:: STATED GOAL 1 ::
Please extract each line of the entries below that contains the string "shirt".
+--
We can’t get the landing slots we want at Heathrow because British Airlines are stingy with them? Then we’ll freeze British Airways and Virgin out of Cape Town International. Singapore wants “fifth freedom rights” that would allow it to fly through South Africa and pick up passengers en route to Brazil? Forget it, even if it would be a major fillip for local tourism, for the Airports Company, and for the people that package your mile-high meal.

Liberalising the market at the expense of the national carrier would be all cost and no benefit, insists Public Enterprises Minister Alec Erwin.

This approach seems to have two closely related consequences: continued government ownership, and a level of trade protection denied other industries during the economic reforms of the 1990s.

“If we open our skies, SAA [South African Airways] will get killed,” Erwin told the Mail & Guardian in a recent interview.

SAA was a “strategic asset” in the days of Iscor and Sasol and the great conglomerates, of an economy badly bent out of shape by apartheid, by import substitution and by sprawling, deeply corrupt parastatals.

But why do we still have a state-owned national airline now that we are all more sensible about this kind of thing? And do we really need one?

Briefly, Erwin’s argument is this: SAA is opening new routes to destinations such as China that were previously difficult or tedious to reach; it is dramatically improving mobility within Africa as it expands its network across the continent; and as such it is essential to the growth of both tourism and business travel in this country and on the continent generally.

Private airlines and international competitors, he reckons, don’t offer those advantages. Given their way, they would battle for the most profitable routes to Europe, and when the strongest players have prevailed over the competition, gradually push prices up and limit destinations.

In any event, for every tourist from Europe deterred by the shortage of seats in high season, Erwin argues, our national airline will soon be ferrying in several more from its other destinations.

He doesn’t say so, but it is hard to shake the feeling that the government is also loathe to give up the industrial offset deals that accompany big aircraft imports. When SAA springs for a new fleet of jet liners, it guarantees a steady flow of work to the tiny, fragile, local aerospace industry. Some of Armscor’s brightest and best can now find work because foreign purchases on this massive scale trigger requirements that the seller commit to procurement and investment here.

Many in the government still believe that offsets are a catalytic industrial policy tool, despite voluminous evidence to the contrary.

Somehow, for all these assertions about the role of SAA in our modernising economy, the cabin of its newest Airbus has a whiff of the 1970s. Back then, the rationale for a flag-carrying airline was simple: to plant the orange, white and blue on any foreign tarmac that would have it. It was a strangely effective way to reassure the domestic audience, travelling on overvalued, gold-boom rands, and increasingly useless passports, that South Africa was a beacon of modernity on a dark continent, even if its light was increasingly obscured by the smoke of revolution.
+--
:: STATED GOAL 2 ::
Condense the paragraph of the article above that begins "Briefly, Erwin's argument is this" into a short bulleted list that keeps its main points.

Named object pointing entries:
+--
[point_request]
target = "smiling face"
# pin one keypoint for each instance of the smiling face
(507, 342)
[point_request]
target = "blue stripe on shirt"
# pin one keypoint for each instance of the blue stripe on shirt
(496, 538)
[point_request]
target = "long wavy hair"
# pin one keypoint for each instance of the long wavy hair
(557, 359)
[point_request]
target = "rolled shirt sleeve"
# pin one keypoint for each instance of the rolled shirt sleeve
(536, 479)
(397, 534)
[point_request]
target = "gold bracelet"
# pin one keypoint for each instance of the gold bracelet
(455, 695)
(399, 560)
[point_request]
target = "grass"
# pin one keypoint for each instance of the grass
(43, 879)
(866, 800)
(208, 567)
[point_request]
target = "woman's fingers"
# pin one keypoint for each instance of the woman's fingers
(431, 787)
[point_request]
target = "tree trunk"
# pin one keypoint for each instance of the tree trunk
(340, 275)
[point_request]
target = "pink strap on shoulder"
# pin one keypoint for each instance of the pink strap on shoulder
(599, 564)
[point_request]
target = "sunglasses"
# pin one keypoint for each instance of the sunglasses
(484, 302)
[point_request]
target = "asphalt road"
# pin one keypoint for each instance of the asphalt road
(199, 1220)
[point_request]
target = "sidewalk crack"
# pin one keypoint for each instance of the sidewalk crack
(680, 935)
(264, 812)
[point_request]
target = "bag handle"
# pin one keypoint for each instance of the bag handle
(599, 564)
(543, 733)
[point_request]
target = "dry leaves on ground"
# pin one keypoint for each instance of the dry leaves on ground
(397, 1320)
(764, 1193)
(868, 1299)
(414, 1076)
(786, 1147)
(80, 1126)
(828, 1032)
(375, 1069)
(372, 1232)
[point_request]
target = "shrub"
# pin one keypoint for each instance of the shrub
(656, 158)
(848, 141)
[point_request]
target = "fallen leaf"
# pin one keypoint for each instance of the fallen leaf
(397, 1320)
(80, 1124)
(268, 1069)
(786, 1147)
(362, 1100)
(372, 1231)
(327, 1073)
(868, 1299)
+--
:: EXERCISE ANSWER 1 ::
target = "blue stripe on shirt"
# pin one keypoint for each instance of the blue stripe on shirt
target = "rolled shirt sleeve"
# pin one keypoint for each instance of the rolled shirt sleeve

:: EXERCISE ANSWER 2 ::
- SAA is opening new routes to places such as China that used to be difficult or tedious to reach.
- Its expanding network across the continent is greatly improving mobility within Africa.
- In Erwin's view, this makes SAA essential to the growth of tourism and business travel in South Africa and across the continent.